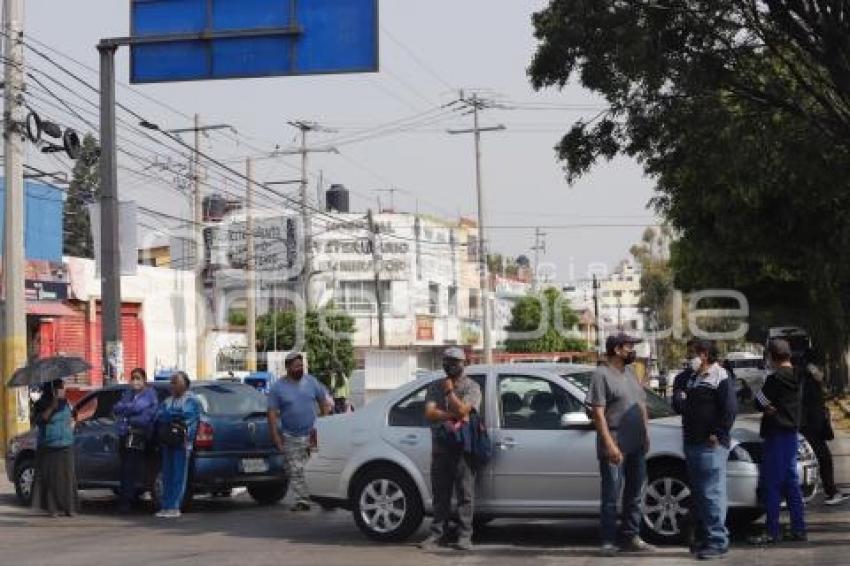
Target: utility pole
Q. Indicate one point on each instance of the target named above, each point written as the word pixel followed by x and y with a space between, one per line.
pixel 477 104
pixel 379 295
pixel 304 151
pixel 14 313
pixel 251 279
pixel 539 245
pixel 198 232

━━━━━━━━━━

*Problem to work on:* Please set the data above down exactly, with the pictures removed.

*Solution to the exercise:*
Target: utility pole
Q. Indicate one point on each instance of the target named above, each point written as the word pixel followed by x and y with a space between, one per line.
pixel 477 104
pixel 379 295
pixel 304 151
pixel 14 313
pixel 251 279
pixel 539 245
pixel 198 232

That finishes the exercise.